* **Task directions**:
Could you reproduce every record below exactly as written?

* **Recorded information**:

|---|

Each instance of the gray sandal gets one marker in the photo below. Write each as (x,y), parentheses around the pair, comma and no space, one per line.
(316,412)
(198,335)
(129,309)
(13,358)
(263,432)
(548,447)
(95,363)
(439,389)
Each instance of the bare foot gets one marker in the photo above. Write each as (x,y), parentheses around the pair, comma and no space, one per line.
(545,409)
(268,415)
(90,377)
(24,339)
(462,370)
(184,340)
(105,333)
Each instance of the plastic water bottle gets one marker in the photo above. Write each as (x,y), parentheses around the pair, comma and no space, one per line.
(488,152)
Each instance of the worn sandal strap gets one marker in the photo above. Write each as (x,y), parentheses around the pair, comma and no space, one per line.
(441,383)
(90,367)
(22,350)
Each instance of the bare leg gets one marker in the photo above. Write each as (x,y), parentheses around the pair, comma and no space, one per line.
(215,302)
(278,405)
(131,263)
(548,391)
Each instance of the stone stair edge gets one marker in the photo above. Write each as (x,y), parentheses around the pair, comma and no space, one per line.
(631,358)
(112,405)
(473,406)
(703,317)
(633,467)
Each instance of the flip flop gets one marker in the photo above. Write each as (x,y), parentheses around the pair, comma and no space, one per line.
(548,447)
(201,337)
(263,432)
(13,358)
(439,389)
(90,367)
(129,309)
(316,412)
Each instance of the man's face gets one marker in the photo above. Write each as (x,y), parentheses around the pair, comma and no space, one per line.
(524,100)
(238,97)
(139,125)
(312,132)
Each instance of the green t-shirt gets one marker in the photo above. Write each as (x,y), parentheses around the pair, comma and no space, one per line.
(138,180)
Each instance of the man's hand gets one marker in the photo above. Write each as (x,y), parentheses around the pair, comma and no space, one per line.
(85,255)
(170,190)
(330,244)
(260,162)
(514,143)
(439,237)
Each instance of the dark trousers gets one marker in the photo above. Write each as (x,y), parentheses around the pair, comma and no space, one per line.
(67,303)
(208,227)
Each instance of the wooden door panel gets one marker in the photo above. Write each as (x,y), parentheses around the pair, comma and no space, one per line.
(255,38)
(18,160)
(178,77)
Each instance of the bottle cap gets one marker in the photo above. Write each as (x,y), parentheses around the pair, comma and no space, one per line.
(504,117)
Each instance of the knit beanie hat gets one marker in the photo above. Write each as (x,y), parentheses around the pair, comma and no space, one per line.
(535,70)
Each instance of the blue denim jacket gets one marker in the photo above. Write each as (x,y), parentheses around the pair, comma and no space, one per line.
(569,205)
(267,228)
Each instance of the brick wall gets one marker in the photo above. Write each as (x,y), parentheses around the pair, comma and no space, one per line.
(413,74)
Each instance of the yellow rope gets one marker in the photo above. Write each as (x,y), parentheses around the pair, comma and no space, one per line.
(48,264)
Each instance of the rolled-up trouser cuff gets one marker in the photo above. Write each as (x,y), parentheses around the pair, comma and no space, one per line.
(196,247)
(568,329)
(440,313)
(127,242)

|---|

* **The answer**:
Each instance of the gray sandal gets one marker in the photo below. Write each as (x,y), parentheses around the pair, comma and no space, one per line.
(316,412)
(198,335)
(129,309)
(13,358)
(263,432)
(548,447)
(95,363)
(439,389)
Each instance of the bare foot gets one marker in the photo above. Write each as (x,y), parentheses around the pair, comma and no space, one per line.
(545,409)
(268,415)
(90,377)
(24,339)
(462,370)
(184,340)
(105,333)
Each instance of the plastic water bottle gets one marker in the photo above. Write each as (x,y), parentheses around the pair, comma and no space, one per line.
(488,152)
Each instance of the worn sandal strap gets one marker in the photo above. Write each as (x,y), parentheses around the pair, comma and no space, one per line.
(441,383)
(90,367)
(22,350)
Each instance of the bare leg gets one marker in the photo above. Write each as (x,y), parentheses around the pair, comma and no space, one per line.
(215,302)
(278,405)
(131,263)
(548,391)
Each instance of the stone stair edge gets one marker in the photo above. Write each as (x,y), parentheses around the pair, comma and no space, one per line.
(631,358)
(112,405)
(473,406)
(703,317)
(633,467)
Each instance of the flip flop gets one marker in the photo above. Write each as (x,y), parentheses around the pair, comma and no space, one per line.
(548,447)
(201,337)
(263,432)
(13,358)
(439,389)
(90,367)
(129,309)
(316,412)
Each instance of the man's face gets one marker in the photo above. Write each as (x,y), parentheses around the pair, comma and no space, one per line.
(524,100)
(238,97)
(139,125)
(312,132)
Each instance of the green t-shirt gets one marker in the photo above. Write each as (x,y), parentheses around the pair, comma and no space, one per line.
(138,180)
Each instance of the man's hand gets one marker in the photo above. Write each as (x,y), parentheses around the pair, comma and no space, one per line.
(85,255)
(170,190)
(330,244)
(260,162)
(514,143)
(439,237)
Each instance of the dark trousers gets one marker in the photo above. Write each as (x,y), parentheses around the pair, comma and no space, one per line.
(67,303)
(208,227)
Each instance of the wooden door panel gets one marker in the photo above. Write each as (x,y), parentheses around the pair, comma and no space, one per line.
(255,38)
(18,160)
(178,77)
Each instance of the bottle cap gets one marker in the photo above. Write each as (x,y), parentheses around the pair, comma and no space, one per line.
(504,117)
Each instance of the knit beanie hat gets one marker in the photo above. Write each as (x,y), parentheses around the pair, comma and no space, one per line.
(535,70)
Each instance of the blue denim jacket gets one marker in the photo above. Write each as (x,y), parentheses around the pair, comma and no space, one per line.
(569,205)
(267,228)
Each instance of the brick wall gets one marker in the photo above. Write each as (x,y), parentheses around the pair, comma and no space, one per line.
(413,74)
Each instance of the yellow rope gets one marker in the photo above. Write each as (x,y), parentheses around the pair, comma and no space, one per line.
(48,264)
Each instance of the rolled-up trouser cuff gets one marker in the photo above. Write each as (x,y), parentheses around the pair, comma and no space, one per line.
(196,247)
(568,329)
(440,313)
(127,242)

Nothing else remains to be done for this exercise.